*Records for this task*:

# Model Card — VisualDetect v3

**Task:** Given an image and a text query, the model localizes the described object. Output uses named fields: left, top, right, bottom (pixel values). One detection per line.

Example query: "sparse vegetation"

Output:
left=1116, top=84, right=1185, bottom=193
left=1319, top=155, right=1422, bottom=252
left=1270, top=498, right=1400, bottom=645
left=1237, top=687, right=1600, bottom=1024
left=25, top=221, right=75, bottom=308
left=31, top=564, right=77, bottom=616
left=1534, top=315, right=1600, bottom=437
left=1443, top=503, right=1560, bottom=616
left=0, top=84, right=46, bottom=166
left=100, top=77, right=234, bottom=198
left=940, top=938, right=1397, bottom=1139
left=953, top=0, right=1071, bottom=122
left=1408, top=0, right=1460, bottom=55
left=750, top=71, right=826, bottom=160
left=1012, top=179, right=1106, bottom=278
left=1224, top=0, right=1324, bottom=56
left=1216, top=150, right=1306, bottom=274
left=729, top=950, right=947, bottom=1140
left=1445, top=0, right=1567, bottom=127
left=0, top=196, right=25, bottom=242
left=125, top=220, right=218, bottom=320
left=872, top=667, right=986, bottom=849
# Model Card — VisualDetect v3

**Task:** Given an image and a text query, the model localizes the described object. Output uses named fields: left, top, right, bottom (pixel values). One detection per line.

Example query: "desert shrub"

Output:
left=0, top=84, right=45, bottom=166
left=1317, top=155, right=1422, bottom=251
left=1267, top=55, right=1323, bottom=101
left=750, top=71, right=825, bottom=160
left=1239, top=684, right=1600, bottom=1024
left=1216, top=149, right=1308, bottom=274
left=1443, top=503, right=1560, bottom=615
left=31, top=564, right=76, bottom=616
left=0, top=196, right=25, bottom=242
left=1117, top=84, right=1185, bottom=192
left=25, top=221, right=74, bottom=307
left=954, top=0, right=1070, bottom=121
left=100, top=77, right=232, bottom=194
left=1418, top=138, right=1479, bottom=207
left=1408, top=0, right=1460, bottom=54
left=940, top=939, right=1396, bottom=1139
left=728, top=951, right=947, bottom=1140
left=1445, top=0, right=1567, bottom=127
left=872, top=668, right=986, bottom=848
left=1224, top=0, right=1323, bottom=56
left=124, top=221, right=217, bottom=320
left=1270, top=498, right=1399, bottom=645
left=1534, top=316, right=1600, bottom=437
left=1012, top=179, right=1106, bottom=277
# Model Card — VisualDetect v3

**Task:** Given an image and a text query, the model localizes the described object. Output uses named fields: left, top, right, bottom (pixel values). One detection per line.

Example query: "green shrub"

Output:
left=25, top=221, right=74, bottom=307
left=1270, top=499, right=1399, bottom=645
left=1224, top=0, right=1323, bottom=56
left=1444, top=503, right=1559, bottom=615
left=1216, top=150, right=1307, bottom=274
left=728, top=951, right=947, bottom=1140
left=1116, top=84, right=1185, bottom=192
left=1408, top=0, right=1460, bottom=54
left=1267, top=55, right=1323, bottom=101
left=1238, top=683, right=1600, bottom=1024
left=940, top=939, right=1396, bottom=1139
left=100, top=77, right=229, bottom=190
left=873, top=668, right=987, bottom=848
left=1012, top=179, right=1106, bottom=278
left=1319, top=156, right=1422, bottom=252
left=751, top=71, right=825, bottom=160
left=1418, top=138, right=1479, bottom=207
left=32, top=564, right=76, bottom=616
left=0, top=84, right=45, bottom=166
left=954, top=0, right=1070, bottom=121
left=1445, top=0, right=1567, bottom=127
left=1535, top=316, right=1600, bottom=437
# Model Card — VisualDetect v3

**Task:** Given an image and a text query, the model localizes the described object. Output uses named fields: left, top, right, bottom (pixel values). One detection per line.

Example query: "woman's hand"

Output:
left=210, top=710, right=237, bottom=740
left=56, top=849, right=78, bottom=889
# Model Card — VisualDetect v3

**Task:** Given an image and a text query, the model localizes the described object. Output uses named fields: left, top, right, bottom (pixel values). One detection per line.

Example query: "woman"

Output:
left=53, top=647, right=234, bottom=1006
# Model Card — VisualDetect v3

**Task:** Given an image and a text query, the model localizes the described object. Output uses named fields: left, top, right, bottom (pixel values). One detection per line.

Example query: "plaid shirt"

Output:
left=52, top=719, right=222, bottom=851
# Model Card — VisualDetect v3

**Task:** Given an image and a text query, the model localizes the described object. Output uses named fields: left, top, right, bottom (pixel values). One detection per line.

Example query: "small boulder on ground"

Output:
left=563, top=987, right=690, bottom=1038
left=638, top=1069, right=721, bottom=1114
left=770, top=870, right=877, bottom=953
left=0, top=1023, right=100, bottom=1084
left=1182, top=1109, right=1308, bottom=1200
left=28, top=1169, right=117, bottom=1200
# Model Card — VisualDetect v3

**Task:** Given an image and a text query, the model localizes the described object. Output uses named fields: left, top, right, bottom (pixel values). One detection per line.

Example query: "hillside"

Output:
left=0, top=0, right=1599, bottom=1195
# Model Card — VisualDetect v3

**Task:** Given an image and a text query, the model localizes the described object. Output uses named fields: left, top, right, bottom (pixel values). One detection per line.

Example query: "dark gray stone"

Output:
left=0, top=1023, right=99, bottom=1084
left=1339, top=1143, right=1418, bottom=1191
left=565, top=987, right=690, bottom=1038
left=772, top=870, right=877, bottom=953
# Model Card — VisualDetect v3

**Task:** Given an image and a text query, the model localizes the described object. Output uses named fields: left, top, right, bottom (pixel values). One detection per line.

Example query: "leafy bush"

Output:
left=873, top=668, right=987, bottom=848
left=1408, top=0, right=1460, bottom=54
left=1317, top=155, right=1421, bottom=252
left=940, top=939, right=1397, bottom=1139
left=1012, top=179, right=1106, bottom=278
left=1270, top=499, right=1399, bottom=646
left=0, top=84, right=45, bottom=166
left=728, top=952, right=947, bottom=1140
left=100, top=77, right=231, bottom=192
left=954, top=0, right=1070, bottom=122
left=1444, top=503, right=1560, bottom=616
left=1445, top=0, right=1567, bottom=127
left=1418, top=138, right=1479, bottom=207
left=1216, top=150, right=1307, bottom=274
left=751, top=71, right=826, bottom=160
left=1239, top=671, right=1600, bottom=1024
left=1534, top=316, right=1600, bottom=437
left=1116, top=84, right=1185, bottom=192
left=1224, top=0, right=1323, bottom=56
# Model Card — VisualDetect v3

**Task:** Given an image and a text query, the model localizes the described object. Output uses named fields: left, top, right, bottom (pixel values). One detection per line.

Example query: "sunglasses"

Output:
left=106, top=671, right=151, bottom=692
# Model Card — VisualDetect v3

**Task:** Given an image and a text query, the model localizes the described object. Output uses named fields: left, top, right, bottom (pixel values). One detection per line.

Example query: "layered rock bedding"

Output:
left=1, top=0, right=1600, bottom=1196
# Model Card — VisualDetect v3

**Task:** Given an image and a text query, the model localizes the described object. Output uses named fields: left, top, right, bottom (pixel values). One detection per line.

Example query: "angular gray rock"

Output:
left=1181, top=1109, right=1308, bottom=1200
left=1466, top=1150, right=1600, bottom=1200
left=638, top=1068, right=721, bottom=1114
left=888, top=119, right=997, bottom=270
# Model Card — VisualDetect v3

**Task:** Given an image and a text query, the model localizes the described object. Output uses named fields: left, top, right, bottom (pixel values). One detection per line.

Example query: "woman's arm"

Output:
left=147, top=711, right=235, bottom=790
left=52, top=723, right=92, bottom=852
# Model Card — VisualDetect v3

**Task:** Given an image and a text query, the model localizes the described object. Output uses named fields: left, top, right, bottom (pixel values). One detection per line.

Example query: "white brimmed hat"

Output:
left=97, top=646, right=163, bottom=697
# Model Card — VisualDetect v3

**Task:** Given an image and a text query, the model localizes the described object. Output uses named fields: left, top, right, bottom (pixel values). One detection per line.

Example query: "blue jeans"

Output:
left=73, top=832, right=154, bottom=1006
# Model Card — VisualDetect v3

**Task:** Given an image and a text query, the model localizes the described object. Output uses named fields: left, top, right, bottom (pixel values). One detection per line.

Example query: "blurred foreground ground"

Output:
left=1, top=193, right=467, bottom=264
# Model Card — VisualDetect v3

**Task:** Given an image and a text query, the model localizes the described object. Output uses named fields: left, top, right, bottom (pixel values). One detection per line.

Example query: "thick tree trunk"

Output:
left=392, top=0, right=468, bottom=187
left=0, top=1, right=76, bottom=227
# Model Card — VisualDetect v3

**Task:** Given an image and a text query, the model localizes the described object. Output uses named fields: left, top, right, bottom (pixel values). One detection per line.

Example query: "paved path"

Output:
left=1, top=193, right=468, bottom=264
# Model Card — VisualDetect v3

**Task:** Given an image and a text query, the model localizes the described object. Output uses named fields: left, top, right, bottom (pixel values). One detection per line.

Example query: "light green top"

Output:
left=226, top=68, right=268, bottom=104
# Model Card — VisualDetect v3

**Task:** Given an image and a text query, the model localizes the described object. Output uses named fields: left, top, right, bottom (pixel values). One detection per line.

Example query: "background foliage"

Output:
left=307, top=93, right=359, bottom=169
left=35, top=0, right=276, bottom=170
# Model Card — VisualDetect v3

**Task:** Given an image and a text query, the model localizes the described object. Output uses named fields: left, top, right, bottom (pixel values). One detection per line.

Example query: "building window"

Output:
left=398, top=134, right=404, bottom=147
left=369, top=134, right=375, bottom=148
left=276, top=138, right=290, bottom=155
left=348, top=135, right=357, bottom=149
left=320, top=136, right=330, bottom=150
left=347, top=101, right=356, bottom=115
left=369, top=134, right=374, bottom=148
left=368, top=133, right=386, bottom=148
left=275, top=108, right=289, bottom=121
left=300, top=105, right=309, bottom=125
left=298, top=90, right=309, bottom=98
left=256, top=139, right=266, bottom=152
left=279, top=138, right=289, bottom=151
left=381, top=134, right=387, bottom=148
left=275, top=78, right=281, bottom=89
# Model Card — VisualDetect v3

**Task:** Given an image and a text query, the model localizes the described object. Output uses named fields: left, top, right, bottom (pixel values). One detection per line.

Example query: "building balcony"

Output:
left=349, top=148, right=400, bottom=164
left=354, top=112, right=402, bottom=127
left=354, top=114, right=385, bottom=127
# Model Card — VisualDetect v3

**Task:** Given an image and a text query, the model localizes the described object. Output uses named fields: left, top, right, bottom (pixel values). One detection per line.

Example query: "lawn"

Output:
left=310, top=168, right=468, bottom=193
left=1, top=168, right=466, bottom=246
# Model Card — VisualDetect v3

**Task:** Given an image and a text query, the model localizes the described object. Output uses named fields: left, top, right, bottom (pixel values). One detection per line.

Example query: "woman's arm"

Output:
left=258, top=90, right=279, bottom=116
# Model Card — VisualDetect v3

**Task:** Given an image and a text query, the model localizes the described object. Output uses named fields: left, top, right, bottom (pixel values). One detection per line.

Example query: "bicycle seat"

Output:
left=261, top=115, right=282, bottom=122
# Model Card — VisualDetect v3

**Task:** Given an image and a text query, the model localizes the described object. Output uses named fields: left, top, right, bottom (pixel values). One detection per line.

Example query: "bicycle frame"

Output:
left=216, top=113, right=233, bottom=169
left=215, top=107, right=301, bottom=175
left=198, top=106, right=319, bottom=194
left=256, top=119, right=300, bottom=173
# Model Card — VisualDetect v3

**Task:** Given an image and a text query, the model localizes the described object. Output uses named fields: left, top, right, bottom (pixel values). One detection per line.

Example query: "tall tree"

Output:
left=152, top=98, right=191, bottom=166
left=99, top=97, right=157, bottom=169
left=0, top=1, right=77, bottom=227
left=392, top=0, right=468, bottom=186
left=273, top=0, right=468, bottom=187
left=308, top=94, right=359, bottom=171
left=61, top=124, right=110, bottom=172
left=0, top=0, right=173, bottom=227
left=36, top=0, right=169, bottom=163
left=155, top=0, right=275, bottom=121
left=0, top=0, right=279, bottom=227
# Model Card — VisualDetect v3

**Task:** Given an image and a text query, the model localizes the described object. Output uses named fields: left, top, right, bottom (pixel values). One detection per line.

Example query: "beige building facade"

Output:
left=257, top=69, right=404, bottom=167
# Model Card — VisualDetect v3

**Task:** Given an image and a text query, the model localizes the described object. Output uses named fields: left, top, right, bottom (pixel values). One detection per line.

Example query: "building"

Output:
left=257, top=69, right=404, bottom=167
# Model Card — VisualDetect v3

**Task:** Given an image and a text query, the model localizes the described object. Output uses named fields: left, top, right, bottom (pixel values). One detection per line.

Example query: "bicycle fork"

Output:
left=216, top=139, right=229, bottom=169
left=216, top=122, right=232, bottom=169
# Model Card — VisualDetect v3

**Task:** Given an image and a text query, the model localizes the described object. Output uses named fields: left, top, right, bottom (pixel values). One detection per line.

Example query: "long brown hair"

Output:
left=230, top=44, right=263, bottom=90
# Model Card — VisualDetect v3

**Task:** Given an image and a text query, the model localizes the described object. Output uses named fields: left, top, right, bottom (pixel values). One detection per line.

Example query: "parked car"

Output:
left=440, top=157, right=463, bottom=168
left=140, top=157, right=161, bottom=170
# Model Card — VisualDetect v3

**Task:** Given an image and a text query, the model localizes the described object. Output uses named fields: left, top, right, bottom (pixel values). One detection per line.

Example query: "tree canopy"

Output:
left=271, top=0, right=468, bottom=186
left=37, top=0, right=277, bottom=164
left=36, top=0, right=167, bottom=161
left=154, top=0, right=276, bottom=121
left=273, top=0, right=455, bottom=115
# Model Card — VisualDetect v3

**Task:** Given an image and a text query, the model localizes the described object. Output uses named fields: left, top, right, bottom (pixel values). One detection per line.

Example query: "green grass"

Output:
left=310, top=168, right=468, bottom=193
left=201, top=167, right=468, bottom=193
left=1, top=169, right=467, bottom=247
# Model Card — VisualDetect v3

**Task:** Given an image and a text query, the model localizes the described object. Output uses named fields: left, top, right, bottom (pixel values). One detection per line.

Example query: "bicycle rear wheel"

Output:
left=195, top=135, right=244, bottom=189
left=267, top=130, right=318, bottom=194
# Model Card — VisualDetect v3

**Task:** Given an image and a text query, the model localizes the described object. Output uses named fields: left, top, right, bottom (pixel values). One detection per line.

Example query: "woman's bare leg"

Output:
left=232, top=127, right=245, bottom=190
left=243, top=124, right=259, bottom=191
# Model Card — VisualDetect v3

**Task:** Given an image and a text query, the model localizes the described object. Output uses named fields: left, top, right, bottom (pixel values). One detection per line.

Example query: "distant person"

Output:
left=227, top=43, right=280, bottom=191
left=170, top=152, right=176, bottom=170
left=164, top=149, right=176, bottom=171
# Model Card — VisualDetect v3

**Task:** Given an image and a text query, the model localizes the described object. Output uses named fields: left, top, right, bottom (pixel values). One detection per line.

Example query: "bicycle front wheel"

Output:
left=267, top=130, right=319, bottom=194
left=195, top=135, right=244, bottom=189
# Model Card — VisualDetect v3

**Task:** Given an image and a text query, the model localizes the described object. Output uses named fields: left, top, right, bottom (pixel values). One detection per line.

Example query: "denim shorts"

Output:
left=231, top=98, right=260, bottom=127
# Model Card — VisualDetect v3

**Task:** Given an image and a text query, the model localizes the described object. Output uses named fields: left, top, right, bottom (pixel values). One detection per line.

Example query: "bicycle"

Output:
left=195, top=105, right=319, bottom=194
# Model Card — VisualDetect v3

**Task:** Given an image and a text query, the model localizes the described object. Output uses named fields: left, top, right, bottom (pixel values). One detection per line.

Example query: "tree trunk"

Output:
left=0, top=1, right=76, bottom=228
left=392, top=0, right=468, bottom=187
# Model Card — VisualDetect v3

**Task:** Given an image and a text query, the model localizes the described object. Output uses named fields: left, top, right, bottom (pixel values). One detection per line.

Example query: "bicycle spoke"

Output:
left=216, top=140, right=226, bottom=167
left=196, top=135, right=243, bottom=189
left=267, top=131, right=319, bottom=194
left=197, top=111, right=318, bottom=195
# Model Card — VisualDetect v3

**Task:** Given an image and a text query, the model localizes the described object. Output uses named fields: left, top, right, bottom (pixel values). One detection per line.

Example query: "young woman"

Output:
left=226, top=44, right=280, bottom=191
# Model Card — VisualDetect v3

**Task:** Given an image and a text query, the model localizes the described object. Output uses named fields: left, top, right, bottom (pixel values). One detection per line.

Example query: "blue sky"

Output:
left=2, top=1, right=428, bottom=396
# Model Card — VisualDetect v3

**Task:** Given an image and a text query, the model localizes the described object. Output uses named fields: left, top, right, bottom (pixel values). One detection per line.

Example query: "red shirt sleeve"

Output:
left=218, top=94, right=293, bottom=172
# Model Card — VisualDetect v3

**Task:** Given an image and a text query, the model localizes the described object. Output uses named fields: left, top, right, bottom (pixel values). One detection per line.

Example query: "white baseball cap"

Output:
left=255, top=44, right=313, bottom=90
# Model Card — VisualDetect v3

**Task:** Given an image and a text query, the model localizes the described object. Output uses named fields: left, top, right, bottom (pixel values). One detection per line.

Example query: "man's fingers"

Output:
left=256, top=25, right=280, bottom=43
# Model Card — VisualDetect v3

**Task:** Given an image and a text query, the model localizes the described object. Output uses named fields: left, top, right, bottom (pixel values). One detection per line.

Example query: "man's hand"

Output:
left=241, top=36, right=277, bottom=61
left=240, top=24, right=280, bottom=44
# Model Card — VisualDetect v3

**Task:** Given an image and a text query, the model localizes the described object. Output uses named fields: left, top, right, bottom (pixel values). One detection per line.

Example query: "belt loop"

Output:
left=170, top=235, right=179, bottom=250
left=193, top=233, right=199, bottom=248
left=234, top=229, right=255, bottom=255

*Task directions*: From the records above, pull out each line that has "rock".

*Task solution*:
Example query: "layered rock bedding"
Example query: "angular gray rock"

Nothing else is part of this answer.